# Stored records
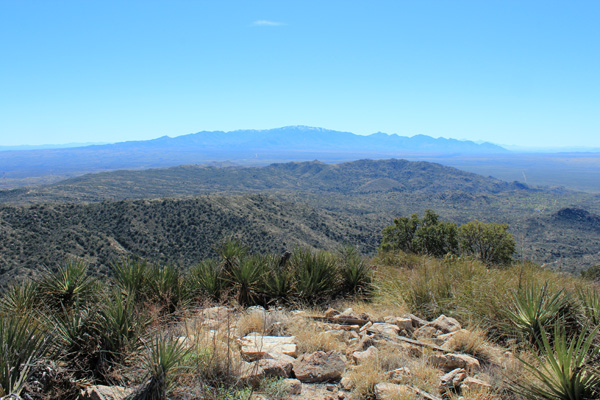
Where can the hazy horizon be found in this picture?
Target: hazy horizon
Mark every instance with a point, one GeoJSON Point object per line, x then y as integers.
{"type": "Point", "coordinates": [514, 148]}
{"type": "Point", "coordinates": [524, 73]}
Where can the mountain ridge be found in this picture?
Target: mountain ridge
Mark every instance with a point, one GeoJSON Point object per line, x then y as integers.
{"type": "Point", "coordinates": [257, 147]}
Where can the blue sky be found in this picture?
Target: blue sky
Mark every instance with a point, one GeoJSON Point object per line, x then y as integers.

# Given instruction
Rewrite the listing above, substituting "occurrence" for each "instance" and changing nothing else. Leave the pictures out.

# Exercise response
Where can the hazy horizon be found in this picture?
Target: hazy horizon
Mark every occurrence with a point, one GeoJSON Point object per line, x then y as integers.
{"type": "Point", "coordinates": [514, 148]}
{"type": "Point", "coordinates": [524, 73]}
Where can the mountain ridge be found in this picture?
Target: mountain ridge
Mark every occurrence with a point, one GeoJSON Point object per line, x then y as integers.
{"type": "Point", "coordinates": [257, 147]}
Where can the blue sky be found in this picture?
Target: blue sky
Mark every occurrence with a point, one GeoJSON Point object per line, x then y as integers.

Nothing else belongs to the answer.